• _Task objective_
Please copy, exactly as they appear below, the lines from the one containing "the white beard" through the one containing "the boat mast".

(Beginning of Input for this task)

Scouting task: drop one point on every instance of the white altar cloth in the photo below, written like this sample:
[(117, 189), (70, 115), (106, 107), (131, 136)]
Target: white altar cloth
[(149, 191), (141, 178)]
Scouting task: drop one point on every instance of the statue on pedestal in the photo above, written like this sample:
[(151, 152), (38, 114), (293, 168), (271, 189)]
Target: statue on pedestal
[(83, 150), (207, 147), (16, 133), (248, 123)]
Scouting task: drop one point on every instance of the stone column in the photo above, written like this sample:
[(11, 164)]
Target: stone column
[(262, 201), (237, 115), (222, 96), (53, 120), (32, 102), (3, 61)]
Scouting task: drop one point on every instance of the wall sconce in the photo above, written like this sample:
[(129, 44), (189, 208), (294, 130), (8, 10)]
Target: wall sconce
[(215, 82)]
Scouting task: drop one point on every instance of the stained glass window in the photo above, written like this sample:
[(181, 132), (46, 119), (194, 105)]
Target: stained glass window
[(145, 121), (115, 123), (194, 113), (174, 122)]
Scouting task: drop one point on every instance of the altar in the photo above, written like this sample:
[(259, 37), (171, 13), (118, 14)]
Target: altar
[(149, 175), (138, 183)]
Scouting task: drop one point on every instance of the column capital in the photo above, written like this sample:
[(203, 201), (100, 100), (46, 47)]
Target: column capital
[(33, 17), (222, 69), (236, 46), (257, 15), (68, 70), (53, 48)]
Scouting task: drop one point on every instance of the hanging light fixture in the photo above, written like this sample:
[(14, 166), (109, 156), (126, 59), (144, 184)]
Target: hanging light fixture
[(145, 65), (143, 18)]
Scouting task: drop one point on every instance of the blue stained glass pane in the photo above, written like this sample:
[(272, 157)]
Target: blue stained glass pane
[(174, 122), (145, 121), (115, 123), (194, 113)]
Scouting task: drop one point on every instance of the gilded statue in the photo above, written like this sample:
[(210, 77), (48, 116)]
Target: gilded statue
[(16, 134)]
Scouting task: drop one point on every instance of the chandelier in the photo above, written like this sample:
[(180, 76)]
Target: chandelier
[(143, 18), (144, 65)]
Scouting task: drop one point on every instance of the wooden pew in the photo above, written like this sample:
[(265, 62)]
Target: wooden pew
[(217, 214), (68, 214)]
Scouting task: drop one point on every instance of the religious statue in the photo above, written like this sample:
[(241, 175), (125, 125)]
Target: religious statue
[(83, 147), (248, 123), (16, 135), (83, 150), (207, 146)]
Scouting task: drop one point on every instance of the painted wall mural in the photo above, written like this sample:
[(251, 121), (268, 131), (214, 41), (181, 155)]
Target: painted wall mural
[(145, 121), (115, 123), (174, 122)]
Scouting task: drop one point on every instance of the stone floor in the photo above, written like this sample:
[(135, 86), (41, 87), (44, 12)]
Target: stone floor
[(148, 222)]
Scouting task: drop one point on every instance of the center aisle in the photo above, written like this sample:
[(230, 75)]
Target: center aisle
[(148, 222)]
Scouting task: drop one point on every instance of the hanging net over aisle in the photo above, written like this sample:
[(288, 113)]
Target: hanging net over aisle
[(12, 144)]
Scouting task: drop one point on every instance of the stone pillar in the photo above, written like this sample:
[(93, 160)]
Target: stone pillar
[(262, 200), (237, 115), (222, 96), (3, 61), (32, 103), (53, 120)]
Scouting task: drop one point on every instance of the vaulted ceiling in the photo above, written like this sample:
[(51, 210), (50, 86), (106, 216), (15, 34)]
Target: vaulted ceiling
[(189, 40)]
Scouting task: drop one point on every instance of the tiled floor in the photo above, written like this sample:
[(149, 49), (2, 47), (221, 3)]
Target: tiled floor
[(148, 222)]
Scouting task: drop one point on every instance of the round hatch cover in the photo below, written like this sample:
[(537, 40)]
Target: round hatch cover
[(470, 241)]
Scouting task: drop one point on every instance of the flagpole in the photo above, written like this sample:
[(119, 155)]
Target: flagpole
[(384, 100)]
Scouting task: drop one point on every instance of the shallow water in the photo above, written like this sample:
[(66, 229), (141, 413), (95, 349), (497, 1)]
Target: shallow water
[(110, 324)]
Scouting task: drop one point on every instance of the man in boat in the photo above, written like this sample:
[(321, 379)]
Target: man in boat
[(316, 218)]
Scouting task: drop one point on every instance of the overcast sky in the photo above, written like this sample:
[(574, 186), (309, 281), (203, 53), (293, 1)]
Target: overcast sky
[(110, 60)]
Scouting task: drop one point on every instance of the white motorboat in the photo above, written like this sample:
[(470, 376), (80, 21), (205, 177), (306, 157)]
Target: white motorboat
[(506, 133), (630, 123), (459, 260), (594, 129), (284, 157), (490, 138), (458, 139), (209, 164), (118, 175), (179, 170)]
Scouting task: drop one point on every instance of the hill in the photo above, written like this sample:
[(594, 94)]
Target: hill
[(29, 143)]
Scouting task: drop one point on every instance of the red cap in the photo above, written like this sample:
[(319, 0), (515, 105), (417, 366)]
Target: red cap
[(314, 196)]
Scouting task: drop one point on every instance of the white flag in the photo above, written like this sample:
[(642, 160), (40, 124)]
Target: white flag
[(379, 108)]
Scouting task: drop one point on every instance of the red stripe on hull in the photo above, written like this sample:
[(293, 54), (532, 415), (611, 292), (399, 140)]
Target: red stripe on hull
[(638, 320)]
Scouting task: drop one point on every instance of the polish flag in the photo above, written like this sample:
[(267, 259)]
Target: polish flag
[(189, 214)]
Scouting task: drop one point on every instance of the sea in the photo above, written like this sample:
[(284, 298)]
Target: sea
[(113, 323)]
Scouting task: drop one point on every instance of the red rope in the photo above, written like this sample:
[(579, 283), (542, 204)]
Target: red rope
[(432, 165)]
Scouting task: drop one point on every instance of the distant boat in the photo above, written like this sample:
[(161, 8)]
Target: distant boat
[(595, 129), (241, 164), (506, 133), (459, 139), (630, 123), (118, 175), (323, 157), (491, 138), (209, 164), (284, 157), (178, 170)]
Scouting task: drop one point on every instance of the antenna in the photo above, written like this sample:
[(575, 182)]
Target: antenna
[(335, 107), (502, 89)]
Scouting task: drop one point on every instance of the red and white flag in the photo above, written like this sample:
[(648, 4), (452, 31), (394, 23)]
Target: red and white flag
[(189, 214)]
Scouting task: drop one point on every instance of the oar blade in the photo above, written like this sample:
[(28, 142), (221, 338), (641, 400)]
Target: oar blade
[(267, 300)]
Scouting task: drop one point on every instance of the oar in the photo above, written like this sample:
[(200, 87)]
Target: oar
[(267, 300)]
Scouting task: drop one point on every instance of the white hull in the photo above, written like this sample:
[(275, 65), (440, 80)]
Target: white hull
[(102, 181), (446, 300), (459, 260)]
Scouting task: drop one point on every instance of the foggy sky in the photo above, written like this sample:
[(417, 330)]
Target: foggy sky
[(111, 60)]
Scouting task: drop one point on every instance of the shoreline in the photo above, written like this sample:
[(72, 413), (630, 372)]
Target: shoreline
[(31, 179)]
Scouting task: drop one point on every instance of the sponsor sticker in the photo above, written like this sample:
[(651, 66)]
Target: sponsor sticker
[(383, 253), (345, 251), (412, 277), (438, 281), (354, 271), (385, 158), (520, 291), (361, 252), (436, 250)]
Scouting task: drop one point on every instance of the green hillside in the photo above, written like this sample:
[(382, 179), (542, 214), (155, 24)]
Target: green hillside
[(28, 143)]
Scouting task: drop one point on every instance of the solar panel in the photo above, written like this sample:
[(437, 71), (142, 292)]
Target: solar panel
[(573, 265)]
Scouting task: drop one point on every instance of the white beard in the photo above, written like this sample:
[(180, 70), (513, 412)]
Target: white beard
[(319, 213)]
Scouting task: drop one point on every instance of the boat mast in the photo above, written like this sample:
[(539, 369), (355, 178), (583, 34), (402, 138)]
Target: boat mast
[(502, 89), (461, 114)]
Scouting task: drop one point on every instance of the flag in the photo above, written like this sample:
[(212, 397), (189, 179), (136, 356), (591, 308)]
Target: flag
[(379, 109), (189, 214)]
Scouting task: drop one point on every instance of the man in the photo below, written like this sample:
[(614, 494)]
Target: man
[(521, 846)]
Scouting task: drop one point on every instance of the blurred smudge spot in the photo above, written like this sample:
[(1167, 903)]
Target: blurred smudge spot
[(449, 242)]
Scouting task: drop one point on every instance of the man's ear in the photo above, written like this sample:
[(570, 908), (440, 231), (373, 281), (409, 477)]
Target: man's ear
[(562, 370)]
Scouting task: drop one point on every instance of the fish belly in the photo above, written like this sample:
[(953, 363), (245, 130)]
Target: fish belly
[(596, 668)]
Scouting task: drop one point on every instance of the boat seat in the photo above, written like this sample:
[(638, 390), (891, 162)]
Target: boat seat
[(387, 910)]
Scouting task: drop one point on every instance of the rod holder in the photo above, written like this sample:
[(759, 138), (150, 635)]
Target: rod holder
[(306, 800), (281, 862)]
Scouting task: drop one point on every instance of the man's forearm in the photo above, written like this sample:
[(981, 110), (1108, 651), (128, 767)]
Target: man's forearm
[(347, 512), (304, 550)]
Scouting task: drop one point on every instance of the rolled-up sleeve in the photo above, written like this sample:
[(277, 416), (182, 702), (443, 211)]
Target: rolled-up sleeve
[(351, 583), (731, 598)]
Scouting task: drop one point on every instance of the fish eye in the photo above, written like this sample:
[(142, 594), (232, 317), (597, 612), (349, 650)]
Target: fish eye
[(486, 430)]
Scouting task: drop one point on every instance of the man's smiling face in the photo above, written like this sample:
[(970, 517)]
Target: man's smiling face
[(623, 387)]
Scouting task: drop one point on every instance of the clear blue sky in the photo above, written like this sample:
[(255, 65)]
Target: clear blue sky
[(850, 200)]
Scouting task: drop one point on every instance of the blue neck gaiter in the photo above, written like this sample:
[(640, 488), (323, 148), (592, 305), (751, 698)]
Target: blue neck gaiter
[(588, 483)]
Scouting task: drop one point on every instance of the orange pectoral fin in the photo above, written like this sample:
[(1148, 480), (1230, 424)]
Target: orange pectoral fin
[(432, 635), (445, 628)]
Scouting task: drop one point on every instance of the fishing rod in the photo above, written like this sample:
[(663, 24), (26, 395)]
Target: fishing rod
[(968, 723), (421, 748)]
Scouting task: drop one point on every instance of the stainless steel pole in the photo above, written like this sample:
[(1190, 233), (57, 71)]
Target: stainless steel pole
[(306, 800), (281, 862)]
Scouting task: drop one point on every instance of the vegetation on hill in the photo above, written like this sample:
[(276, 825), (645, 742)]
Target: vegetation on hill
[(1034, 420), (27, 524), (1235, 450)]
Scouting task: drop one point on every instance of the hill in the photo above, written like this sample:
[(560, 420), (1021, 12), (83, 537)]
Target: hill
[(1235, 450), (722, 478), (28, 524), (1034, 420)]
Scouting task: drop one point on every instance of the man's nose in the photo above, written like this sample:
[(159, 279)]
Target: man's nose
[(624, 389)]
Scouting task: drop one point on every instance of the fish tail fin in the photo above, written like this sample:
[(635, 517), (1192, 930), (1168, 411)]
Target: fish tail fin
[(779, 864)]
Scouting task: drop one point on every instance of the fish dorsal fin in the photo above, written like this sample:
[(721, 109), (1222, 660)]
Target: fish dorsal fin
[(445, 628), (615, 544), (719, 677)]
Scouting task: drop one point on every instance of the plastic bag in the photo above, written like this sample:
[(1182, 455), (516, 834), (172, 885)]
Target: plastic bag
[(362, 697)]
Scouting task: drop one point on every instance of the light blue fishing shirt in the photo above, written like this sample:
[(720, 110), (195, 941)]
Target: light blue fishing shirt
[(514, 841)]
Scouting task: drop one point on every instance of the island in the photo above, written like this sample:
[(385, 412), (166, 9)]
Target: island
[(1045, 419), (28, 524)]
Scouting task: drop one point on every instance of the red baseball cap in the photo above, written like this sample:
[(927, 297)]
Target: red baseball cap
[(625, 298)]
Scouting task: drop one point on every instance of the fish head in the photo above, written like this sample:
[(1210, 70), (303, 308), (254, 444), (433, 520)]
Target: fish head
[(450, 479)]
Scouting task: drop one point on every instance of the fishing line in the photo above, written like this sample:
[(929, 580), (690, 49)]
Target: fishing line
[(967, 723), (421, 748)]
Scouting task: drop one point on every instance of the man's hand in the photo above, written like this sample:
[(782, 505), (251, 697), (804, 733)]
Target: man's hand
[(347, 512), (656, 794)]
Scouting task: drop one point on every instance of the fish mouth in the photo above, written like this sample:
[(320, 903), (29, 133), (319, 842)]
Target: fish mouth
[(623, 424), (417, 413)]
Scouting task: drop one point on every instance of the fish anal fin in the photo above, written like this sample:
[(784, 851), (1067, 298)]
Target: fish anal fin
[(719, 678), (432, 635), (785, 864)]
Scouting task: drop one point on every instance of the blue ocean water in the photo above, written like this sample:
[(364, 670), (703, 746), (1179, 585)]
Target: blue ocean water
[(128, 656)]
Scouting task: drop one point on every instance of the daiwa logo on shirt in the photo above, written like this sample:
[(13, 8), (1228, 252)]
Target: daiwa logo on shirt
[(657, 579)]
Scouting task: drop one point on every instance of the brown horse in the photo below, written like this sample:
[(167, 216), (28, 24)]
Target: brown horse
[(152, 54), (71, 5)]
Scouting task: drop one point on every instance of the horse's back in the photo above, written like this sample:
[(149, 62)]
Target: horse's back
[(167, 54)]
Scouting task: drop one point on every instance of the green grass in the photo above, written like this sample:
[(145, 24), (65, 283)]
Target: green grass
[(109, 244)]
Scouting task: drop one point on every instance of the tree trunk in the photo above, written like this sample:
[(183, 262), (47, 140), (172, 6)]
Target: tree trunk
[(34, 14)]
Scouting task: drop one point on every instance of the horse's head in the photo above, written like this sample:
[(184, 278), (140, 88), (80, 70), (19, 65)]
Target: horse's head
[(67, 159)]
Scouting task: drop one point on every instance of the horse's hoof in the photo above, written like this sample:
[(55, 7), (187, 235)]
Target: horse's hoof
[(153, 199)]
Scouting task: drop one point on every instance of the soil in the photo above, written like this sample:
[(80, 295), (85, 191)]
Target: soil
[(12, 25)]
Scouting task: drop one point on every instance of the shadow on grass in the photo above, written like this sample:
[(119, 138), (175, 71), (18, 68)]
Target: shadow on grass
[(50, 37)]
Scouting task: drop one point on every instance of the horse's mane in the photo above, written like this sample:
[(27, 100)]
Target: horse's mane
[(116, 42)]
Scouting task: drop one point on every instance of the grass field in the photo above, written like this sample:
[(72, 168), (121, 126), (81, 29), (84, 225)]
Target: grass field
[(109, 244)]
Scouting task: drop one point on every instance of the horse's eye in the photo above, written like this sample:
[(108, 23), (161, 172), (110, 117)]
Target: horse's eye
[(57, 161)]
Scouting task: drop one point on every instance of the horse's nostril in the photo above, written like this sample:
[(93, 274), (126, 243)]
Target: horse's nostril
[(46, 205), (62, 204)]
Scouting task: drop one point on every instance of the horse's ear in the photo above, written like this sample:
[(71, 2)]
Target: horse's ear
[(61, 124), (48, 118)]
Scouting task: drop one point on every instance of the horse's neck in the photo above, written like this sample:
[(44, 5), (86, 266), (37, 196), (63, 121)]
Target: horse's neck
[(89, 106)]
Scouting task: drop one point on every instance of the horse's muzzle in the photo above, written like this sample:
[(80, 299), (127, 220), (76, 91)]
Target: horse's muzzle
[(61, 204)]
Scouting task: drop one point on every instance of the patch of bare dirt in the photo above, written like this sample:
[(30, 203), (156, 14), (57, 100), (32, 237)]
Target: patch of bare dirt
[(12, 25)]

(End of Input for this task)

• _Solution for this problem_
Scouting task: drop one point on every instance of the white beard in the photo above, written like this sample:
[(180, 70), (513, 412)]
Target: white beard
[(319, 213)]
Scouting task: drop one point on every instance of the boat mast in the photo above, written like this sample:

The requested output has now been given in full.